▶ 課題の要件
提供テキストを、「最近はアゴラやyahoo!ニ」を含む箇所から書き始め、「ティを紹介したいと思います。」まで書いたところで止めて、一字も変えずに書き写してください。

▶ 提供テキスト
========
良質な心理学の啓発活動を目指して一年半前に「はてな」さまに引っ越しましたが、この間に私を取り巻く状況は大きく変わりました。
最近はアゴラやyahoo!ニュース、livedoorニュース、日経WOMENさまなど様々なwebメディアで記事が掲載されるようになりました。
本もたくさん執筆しました。
「はてな」さまは記事の発信元としては使わなくなり、記事のまとめ先になりました。
そこで「あめぶろ」さまで復活して日々の心理学者杉山崇のアクティビティを紹介したいと思います。
さて、昨日は勤務先の神奈川大学で朝から夜まで分刻みで動いていました。
一番の大仕事は「企業秘密!」につき内緒ですが、2番目に大きな仕事は臨床心理士のヒナたちに「臨床心理学」の学び方をガイダンスしたことです。
========
▶ 利用可能なデータ
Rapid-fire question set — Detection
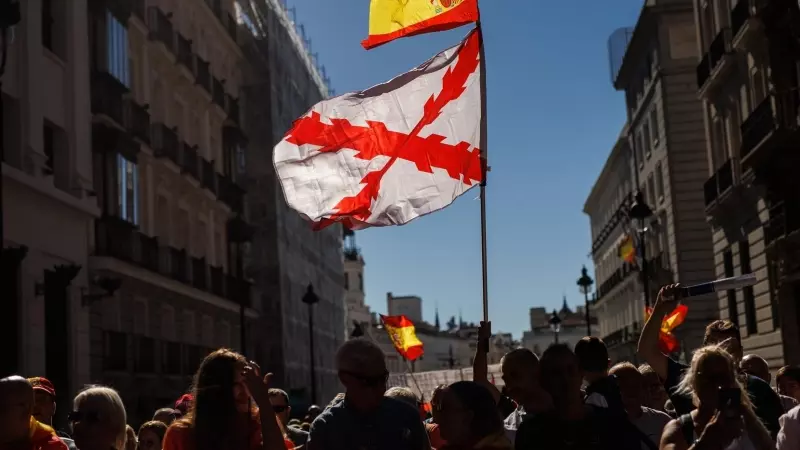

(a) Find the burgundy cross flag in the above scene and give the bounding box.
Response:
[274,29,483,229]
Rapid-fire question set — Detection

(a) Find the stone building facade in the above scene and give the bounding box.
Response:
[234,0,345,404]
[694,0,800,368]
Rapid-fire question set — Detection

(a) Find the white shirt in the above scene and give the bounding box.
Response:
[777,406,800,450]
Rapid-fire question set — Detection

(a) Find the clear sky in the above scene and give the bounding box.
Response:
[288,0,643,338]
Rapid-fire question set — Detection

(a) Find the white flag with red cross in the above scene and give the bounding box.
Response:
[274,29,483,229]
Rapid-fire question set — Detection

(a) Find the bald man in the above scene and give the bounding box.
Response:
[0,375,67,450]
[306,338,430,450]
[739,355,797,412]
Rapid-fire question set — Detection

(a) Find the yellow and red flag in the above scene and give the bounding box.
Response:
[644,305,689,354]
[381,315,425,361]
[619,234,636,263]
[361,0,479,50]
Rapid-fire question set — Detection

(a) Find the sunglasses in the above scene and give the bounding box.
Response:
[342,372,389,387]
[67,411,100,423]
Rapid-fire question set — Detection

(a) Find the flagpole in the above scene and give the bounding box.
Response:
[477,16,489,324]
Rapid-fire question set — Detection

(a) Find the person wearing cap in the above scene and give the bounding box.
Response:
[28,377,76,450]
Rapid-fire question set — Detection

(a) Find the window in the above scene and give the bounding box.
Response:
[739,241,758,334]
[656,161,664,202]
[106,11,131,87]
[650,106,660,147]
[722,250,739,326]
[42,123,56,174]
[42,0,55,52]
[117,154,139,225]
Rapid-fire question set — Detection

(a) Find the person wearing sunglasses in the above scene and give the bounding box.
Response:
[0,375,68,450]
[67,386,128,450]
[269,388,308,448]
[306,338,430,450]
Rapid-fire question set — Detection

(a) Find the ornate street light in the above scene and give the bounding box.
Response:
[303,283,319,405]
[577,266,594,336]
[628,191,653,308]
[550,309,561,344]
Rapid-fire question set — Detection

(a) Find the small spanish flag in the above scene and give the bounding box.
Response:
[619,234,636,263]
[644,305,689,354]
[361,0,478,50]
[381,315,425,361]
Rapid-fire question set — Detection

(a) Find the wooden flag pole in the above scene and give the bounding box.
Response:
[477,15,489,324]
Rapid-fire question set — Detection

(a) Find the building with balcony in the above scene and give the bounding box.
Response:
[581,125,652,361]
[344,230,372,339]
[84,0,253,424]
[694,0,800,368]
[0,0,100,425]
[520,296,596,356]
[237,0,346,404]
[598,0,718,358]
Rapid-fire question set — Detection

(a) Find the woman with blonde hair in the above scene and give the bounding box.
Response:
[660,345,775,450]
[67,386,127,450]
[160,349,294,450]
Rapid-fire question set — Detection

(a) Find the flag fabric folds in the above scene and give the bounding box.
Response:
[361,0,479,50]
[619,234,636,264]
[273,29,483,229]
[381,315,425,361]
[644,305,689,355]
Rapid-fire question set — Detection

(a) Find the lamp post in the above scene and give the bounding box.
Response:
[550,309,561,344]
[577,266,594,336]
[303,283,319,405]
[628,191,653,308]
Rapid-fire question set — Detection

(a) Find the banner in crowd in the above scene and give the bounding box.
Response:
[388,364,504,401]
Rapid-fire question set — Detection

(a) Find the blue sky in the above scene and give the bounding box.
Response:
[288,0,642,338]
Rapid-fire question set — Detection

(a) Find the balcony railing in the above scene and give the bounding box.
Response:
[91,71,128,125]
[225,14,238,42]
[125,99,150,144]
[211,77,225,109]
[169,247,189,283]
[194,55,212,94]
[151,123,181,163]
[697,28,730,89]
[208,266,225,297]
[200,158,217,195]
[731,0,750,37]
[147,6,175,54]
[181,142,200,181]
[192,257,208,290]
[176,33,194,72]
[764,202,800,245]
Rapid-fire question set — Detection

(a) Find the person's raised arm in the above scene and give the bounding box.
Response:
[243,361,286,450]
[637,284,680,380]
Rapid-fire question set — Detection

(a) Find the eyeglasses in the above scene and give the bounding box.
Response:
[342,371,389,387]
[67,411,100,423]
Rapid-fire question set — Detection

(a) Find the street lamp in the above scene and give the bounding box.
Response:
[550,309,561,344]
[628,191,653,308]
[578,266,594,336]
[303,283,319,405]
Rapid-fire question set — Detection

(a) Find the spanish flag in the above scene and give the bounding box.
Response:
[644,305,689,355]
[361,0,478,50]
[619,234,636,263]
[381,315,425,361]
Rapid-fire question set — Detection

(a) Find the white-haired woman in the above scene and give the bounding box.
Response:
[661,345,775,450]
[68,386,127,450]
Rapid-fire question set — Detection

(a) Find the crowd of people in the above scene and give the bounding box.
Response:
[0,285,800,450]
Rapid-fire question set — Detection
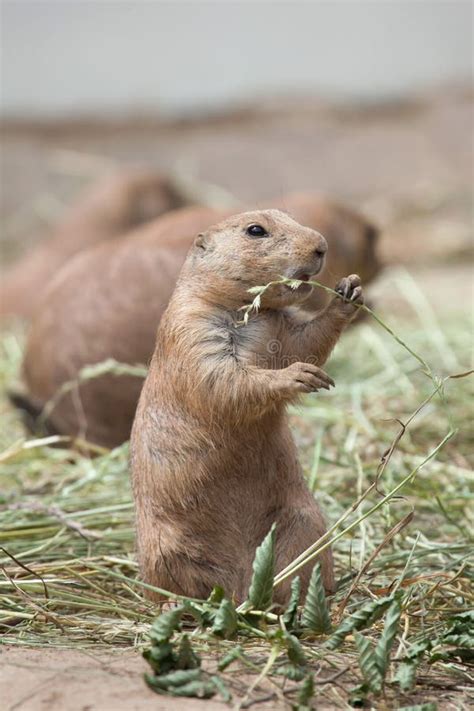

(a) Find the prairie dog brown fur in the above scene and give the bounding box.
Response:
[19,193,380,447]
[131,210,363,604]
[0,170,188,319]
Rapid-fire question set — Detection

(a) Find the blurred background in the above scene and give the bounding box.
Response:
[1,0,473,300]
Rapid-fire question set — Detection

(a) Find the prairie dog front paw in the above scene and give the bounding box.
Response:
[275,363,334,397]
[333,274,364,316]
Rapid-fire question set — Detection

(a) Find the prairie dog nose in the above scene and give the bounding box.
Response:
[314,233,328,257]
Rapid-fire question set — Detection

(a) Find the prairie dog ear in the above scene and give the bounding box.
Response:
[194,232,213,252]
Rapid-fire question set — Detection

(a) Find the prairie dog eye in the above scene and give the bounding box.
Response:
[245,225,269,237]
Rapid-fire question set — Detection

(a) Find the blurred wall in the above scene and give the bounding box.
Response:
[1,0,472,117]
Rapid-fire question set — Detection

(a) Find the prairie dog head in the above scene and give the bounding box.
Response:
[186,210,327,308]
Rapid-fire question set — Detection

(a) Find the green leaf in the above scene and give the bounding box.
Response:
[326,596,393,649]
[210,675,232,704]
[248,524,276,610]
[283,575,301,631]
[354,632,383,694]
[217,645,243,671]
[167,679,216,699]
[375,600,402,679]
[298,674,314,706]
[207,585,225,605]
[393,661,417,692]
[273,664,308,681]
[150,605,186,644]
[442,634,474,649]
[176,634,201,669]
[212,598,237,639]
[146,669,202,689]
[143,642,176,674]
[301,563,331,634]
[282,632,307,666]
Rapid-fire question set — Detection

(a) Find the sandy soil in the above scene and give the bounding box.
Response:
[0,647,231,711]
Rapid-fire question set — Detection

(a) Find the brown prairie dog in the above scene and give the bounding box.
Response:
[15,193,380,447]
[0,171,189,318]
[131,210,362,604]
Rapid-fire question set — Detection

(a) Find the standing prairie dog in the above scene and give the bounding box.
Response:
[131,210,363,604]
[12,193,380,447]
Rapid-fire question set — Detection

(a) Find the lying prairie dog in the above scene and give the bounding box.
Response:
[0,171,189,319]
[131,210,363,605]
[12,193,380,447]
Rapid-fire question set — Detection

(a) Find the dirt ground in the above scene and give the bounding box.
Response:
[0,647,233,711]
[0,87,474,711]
========
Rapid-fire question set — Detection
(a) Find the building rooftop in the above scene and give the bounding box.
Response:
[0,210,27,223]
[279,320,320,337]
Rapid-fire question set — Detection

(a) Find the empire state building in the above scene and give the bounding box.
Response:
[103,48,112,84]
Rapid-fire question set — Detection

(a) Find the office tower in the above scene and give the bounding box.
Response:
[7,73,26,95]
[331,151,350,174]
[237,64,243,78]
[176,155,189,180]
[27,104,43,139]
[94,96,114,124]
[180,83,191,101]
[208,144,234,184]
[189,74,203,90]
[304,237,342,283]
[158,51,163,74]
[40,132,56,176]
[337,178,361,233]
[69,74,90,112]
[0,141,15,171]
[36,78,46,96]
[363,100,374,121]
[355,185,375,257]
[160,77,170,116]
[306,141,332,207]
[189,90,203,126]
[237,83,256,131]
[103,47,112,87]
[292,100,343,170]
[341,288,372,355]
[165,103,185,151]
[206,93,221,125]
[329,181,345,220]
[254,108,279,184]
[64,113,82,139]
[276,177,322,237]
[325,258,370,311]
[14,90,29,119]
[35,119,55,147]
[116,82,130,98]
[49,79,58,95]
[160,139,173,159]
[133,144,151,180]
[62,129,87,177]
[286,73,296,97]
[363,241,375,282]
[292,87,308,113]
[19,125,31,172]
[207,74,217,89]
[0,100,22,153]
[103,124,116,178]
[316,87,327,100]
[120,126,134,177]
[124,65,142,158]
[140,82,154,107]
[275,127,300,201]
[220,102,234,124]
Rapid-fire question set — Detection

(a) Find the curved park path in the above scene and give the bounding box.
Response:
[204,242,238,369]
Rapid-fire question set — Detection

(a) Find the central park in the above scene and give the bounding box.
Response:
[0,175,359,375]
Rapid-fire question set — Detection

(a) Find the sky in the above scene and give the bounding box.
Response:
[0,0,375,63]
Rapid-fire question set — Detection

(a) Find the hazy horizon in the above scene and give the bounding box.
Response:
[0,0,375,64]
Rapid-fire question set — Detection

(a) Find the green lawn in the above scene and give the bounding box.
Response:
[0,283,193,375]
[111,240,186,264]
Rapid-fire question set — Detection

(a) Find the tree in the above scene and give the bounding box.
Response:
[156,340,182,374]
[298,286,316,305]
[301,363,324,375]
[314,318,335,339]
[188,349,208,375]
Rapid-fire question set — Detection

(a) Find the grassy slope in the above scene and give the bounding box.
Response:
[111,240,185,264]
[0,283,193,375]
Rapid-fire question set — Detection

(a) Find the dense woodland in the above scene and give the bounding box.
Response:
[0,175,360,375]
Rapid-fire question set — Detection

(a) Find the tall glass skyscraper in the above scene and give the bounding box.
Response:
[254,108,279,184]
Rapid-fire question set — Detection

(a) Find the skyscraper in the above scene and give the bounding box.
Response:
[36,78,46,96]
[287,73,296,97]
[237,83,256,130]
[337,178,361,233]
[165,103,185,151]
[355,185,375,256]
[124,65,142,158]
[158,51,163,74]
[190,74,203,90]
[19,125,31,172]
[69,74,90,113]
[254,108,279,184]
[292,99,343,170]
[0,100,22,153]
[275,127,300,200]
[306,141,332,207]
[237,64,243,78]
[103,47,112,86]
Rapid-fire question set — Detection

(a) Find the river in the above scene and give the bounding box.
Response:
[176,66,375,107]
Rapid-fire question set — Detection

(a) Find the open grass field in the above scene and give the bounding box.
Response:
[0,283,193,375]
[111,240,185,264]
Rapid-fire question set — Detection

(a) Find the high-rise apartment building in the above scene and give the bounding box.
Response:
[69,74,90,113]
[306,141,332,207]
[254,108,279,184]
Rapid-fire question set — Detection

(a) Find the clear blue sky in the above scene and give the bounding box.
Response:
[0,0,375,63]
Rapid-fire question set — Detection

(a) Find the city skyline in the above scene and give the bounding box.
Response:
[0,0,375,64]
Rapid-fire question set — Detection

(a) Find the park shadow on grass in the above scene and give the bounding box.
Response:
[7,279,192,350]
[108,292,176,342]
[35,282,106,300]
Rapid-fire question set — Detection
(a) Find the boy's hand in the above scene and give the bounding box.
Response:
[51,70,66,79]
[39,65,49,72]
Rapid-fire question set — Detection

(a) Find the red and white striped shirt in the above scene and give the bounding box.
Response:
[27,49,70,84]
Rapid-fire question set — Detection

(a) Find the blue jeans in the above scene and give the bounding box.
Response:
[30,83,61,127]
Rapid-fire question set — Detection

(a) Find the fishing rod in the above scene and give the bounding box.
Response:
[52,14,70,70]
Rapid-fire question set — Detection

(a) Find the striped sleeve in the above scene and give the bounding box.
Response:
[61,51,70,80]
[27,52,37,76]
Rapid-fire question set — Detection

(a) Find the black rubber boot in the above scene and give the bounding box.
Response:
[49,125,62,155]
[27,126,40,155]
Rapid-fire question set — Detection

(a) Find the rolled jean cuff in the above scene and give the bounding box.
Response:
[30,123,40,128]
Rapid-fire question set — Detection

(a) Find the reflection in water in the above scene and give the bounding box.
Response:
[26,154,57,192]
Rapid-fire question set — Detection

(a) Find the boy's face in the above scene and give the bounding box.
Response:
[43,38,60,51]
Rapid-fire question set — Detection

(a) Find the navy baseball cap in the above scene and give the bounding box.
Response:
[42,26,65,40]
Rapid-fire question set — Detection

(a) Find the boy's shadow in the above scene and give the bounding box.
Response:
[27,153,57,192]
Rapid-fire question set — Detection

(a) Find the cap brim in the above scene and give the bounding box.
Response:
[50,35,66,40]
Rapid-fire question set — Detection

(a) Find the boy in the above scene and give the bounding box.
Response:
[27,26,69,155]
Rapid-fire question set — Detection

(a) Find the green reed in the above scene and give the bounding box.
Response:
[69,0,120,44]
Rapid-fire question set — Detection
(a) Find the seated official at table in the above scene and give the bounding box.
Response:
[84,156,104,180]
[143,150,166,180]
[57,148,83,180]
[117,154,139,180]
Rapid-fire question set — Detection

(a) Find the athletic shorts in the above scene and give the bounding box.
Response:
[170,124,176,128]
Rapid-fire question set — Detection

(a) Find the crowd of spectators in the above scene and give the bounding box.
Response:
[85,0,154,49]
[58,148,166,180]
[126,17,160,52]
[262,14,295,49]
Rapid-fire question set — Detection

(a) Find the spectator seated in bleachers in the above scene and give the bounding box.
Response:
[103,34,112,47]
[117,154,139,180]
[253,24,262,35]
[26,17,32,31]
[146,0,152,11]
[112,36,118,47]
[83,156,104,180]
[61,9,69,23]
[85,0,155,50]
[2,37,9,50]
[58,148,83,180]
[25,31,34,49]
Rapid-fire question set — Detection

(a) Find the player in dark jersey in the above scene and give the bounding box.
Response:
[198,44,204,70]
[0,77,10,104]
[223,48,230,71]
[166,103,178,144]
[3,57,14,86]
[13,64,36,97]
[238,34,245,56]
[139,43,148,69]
========
▶ 解答
最近はアゴラやyahoo!ニュース、livedoorニュース、日経WOMENさまなど様々なwebメディアで記事が掲載されるようになりました。
本もたくさん執筆しました。
「はてな」さまは記事の発信元としては使わなくなり、記事のまとめ先になりました。
そこで「あめぶろ」さまで復活して日々の心理学者杉山崇のアクティビティを紹介したいと思います。